Available records:

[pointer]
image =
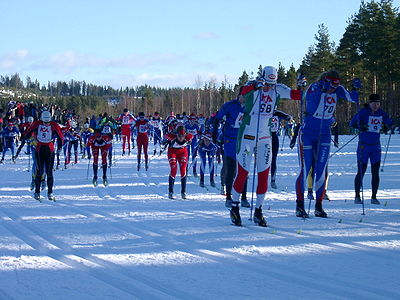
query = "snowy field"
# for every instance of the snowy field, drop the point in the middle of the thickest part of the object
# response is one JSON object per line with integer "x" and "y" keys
{"x": 129, "y": 241}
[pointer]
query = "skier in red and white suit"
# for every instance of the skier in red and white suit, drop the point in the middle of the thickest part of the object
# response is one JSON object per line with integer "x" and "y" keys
{"x": 177, "y": 141}
{"x": 254, "y": 137}
{"x": 142, "y": 126}
{"x": 45, "y": 131}
{"x": 126, "y": 122}
{"x": 99, "y": 143}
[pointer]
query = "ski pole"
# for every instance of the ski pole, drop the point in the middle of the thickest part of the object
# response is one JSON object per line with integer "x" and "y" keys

Task statement:
Can you format the records above as a JSON list of strings, with one string for each line, no blank lines, and the pictures left out?

Exercise output:
[
  "[pointer]",
  "image =",
  "query = \"snowy field\"",
  "# for every instance of the snowy field, drop the point in the middle of the thickest part of the object",
  "# response is one JSON object per line with integer \"x\" and \"y\" keys",
  "{\"x\": 129, \"y\": 241}",
  "[pointer]",
  "query = \"skier in red and white suit\"",
  "# for every instance of the skier in red and white suit, drop the point in the middle of the thickest part of the object",
  "# response is one JSON object per line with integer \"x\" and \"y\" keys",
  "{\"x\": 177, \"y\": 141}",
  "{\"x\": 254, \"y\": 137}",
  "{\"x\": 142, \"y\": 126}",
  "{\"x\": 45, \"y\": 131}",
  "{\"x\": 126, \"y\": 122}",
  "{\"x\": 99, \"y\": 143}",
  "[pointer]",
  "query = \"ski pole\"",
  "# for every instance of the ski pole, drop the point in the middle of the thickest part of the object",
  "# response is one JSON object per line with integer \"x\" and \"y\" keys"
]